OBJECTIF:
Citez fidèlement le passage de l'extrait sur les savoirs autochtones qui commence par « Nous observons à » et se termine par « changements environnementaux considérables. ».

EXTRAIT DU DOCUMENT:
----
Si le rôle des ingénieur·e·s et des scientifiques est essentiel pour la réalisation des Objectifs de développement durable, les connaissances des peuples autochtones en matière d’écologie et de protection de la terre sont primordiales pour l’existence même de la vie.
Certaines des personnes les plus intelligentes de ma communauté n’ont jamais été diplômées des établissements à visée colonialiste sur lesquels a reposé la logique d’accaparement des terres et d’extraction des symboles et des connaissances. Les personnes comme ma grand-mère et mes oncles ne disposent d’aucun diplôme de ces établissements, mais jouissent d’un savoir traditionnel millénaire. Elles connaissent la période d’arrivée des saumons dans le delta du Yukon-Kuskokwim, tout comme elles savent que des chutes de neige importantes en hiver se traduiront par une meilleure récolte de baies au printemps. Ce sont là nos systèmes de connaissances, et je suis reconnaissante de pouvoir compter sur les récits de ces personnes, car c’est grâce à eux que je suis ici.
Votre vécu, votre subsistance tirée de la terre et la manière dont vous prenez soin de votre communauté relèvent également des sciences
Dans le cadre de mes études supérieures, j’ai remarqué que le contenu de mes cours d’ingénierie était souvent enseigné dans une langue hors de portée pour les personnes de ma communauté. Et pourtant, nous appliquons ces mêmes principes et théories lorsque nous prenons soin de notre terre et de nos proches. Les connaissances que j’acquière auprès de mes oncles, de mes tantes et des anciens ne sont pas sous-représentées dans ce domaine, mais systématiquement exclues et invalidées en raison des origines des sciences occidentales et des attentes des non-autochtones à mon égard et à l’égard des personnes de ma communauté.
Nous observons à travers le monde de puissants feux de forêt, une élévation du niveau des mers, une érosion du littoral, une végétation qui dépérit et une hausse des températures. Il s’agit de changements environnementaux considérables.
Si les peuples autochtones ont vécu dans cet avenir et ces conditions dystopiques depuis le début du colonialisme (Whyte, anthropocène), on continue néanmoins de les présenter comme s’ils venaient tout juste d’être frappés par les effets du changement climatique. Nous avons toujours eu connaissance de la dégradation de nos terres, de nos eaux et de notre air. Mais personne ne nous écoute ni nous accorde de considération. Je pense souvent à ce que pourrait être notre monde si nos récits et nos systèmes de connaissances étaient considérés comme des cadres sérieux et féconds dans le domaine des STIM (sciences, technologie, ingénierie, mathématiques). Notre réalité serait-elle différente ? Notre vécu en tant que peuples autochtones peut aider à bâtir un meilleur avenir pour la planète Terre et améliorer le domaine des STIM dans son ensemble.
----
DONNÉES EXTRAITES:
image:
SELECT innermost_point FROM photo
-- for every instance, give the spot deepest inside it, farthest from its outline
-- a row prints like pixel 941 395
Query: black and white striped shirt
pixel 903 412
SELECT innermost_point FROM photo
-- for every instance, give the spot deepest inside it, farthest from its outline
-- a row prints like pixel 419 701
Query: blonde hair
----
LA SOLUTION:
Nous observons à travers le monde de puissants feux de forêt, une élévation du niveau des mers, une érosion du littoral, une végétation qui dépérit et une hausse des températures. Il s’agit de changements environnementaux considérables.